__Travail à faire__
1: Résumez en deux phrases le texte sur les lettres du Corbeau.
2: D'après le texte sur les lettres du Corbeau, quelle actrice joue Denise ?
3: Prolongez le texte sur les lettres du Corbeau à partir de sa dernière phrase.
── Texte extrait
Alors qu’il devient l’objet de tous les ragots des environs, se voyant même rejeté par des patients proches, il tente de mener son enquête. Une entreprise qui n’est pas de tout repos et qui l’amène parfois à chercher du réconfort auprès des femmes. Il essaie de revoir en cachette Laura, succombe le temps d’une nuit à Denise (Ginette Leclerc), belle « malade imaginaire », vraie boiteuse, fille facile recherchant désespérément à se stabiliser… Les lettres du Corbeau sèment la panique en même temps qu’elles révèlent les vices des habitants de Saint-Robin. Qui est donc cet être véhément qui se plaît à semer le trouble ?
────
── Extraits de données
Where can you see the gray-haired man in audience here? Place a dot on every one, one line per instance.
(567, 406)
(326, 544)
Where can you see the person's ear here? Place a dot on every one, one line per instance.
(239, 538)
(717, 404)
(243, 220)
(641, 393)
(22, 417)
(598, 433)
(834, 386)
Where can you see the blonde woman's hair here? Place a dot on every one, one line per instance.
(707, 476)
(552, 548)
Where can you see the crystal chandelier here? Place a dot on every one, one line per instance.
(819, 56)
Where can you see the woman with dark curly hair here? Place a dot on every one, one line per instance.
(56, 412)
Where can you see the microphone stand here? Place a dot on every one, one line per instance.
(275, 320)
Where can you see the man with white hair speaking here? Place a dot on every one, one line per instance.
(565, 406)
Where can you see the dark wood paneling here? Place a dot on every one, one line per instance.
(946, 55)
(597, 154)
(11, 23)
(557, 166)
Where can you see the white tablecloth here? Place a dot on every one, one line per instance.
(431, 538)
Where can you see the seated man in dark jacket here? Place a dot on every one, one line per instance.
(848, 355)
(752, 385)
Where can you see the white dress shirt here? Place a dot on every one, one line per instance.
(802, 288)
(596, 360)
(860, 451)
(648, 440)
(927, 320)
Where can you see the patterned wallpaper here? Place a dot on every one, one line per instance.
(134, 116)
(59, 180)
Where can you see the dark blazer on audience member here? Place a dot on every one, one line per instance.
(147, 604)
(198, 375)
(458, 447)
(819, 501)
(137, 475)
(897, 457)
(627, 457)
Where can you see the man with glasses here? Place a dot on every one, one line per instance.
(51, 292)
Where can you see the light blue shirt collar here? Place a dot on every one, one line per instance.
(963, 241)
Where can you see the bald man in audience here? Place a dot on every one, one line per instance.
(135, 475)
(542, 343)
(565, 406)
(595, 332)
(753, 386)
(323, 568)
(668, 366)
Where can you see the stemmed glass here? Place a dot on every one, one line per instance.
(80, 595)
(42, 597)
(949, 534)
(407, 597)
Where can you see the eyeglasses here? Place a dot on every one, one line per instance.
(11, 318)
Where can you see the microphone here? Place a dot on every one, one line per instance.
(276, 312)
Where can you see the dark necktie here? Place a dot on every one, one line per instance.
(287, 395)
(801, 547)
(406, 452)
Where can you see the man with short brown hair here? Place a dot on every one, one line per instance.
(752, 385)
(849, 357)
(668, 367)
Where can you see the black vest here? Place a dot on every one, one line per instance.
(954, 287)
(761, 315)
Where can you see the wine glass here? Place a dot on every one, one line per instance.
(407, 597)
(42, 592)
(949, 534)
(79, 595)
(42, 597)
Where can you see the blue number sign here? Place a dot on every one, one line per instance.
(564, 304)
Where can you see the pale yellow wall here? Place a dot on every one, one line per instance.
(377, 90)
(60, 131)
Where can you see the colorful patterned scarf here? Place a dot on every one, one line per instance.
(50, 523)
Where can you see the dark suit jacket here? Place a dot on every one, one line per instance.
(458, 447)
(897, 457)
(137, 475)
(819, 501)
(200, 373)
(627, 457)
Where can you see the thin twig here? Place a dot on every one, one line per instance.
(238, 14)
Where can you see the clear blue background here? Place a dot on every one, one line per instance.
────
__Réponses__
1: Devenu l'objet des ragots et rejeté même par des patients proches, il tente de mener son enquête et cherche parfois du réconfort auprès des femmes, dont Laura et Denise. Pendant ce temps, les lettres du Corbeau sèment la panique à Saint-Robin et révèlent les vices de ses habitants.

2: Ginette Leclerc.

3:
Henri-Georges Clouzot adapte un sordide fait divers avec Le corbeau. Un film qui lui a valu, au moment de la Libération, après la Seconde Guerre Mondiale, d’être banni du monde du cinéma pendant plusieurs années car il avait été réalisé grâce à une société de production allemande au début de la guerre et proposait une image de la France peu reluisante. Très peu d’optimisme ici en effet et des portraits de personnages tout en contrastes, dans un très beau noir et blanc qui traduit bien les ambivalences. Il y a déjà la figure du Corbeau, ce sale charognard anonyme qui vient chatouiller les plaies et les failles de Rémy Germain ainsi que les gens qui gravitent autour de lui. Un geste mesquin dont les motifs réels ne manqueront pas de surprendre une fois l’identité du sadique révélée. Le raz de marée que déclenche ces simples lettres, ces rumeurs, montre la force toxique des mots, fait remonter la paranoïa, surgir la haine latente des environs d’un bled paumé où l’on imagine volontiers qu’il ne se passe d’habitude rien de bien trépidant.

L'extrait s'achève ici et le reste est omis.